> _Prompt_
A verbatim repetition of the data below is requested, without images.
--- Material to process ---
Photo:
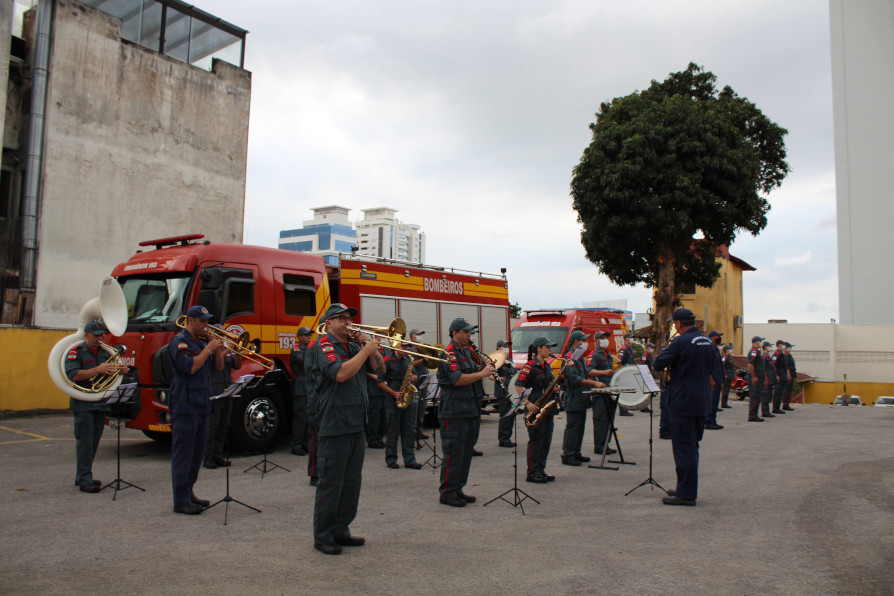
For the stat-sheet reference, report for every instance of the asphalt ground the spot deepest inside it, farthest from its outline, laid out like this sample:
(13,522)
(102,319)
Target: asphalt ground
(801,504)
---
> _Task answer_
Photo:
For the stat-sheet reference, report for every instance of the asphalt ground the spot deepest inside it, farthest from its outline, laid out like this sample:
(13,522)
(102,319)
Target: asphalt ground
(801,504)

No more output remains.